---- Records for this task

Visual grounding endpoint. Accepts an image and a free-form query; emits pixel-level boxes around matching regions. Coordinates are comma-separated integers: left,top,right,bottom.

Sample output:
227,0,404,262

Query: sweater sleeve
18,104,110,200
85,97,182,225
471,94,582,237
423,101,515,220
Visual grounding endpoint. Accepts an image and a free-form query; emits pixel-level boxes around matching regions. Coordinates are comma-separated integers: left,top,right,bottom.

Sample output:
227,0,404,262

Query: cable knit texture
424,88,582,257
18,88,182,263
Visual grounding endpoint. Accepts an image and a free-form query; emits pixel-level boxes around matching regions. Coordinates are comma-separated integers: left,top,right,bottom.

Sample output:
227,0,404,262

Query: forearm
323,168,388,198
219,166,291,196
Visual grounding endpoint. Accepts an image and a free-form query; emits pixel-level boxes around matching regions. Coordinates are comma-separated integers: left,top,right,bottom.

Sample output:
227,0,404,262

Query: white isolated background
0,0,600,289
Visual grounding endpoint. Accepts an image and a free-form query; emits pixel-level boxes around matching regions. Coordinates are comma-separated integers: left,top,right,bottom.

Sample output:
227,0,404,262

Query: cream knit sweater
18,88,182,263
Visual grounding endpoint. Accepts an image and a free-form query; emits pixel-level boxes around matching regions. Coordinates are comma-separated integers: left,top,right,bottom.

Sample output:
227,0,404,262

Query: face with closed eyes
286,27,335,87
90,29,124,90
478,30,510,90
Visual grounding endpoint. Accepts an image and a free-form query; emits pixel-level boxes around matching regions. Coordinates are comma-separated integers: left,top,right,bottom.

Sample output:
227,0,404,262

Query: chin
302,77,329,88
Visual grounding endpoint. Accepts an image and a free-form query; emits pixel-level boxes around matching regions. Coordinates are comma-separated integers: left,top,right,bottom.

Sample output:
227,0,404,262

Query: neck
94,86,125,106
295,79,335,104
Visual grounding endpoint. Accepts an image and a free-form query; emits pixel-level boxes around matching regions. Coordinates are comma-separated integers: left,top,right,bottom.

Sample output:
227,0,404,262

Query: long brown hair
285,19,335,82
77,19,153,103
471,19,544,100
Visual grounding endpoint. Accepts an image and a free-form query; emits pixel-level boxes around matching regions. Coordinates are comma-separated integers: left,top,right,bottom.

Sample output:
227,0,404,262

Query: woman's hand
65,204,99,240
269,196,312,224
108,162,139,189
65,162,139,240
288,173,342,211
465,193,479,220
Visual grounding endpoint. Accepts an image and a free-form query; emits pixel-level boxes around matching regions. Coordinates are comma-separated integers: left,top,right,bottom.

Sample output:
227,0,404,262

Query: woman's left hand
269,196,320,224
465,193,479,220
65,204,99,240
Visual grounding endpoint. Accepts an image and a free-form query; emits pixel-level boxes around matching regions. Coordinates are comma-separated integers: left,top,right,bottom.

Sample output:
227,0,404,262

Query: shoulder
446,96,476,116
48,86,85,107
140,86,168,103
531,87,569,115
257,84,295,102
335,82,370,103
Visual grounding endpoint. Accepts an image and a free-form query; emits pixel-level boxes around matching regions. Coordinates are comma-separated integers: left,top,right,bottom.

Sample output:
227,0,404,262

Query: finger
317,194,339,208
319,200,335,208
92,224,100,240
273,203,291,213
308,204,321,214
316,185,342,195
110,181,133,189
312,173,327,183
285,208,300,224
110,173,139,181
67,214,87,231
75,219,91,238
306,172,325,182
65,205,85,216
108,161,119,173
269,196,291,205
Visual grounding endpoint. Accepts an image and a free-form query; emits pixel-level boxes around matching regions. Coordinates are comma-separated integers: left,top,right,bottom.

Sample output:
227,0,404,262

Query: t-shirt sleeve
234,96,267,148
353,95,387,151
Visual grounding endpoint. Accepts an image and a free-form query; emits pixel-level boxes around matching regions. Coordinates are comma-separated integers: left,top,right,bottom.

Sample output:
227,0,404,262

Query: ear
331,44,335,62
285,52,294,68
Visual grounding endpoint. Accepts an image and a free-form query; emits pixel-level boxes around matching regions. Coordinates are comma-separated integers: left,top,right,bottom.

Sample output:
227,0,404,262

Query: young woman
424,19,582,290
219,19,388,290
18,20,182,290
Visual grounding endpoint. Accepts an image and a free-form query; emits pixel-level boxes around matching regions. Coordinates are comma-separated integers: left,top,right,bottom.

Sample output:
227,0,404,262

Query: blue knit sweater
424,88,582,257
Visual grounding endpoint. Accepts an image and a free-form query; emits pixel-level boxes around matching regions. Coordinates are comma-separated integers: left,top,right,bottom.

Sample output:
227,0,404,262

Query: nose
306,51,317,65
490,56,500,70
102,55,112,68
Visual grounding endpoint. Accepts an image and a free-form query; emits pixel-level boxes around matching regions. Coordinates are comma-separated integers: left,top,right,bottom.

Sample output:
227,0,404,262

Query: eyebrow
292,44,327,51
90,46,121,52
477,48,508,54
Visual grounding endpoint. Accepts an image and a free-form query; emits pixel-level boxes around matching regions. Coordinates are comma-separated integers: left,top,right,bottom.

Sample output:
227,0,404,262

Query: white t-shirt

--------

◆ What is needed: Show every line in the items above that contains the string "hand". Case must match.

◆ Full output:
Query: woman's hand
Query: woman's left hand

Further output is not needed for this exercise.